Required work
Images do not belong in the copy. Retype all the entries below exactly.
▼
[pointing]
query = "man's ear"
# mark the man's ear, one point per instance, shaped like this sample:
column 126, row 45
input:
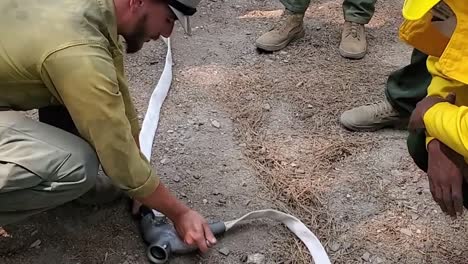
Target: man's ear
column 135, row 5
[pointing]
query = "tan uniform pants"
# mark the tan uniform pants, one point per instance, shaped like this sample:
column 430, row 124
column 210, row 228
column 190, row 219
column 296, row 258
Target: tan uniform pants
▲
Answer space
[pointing]
query = "man's ear"
# mark the man's ear, one point per instance, shaped like this sample:
column 126, row 45
input:
Target: man's ear
column 135, row 5
[pointing]
query = "tan uniform pants"
# mark the tan uniform pants, one point per instance, shaped like this sample:
column 430, row 124
column 210, row 228
column 190, row 219
column 296, row 258
Target: tan uniform pants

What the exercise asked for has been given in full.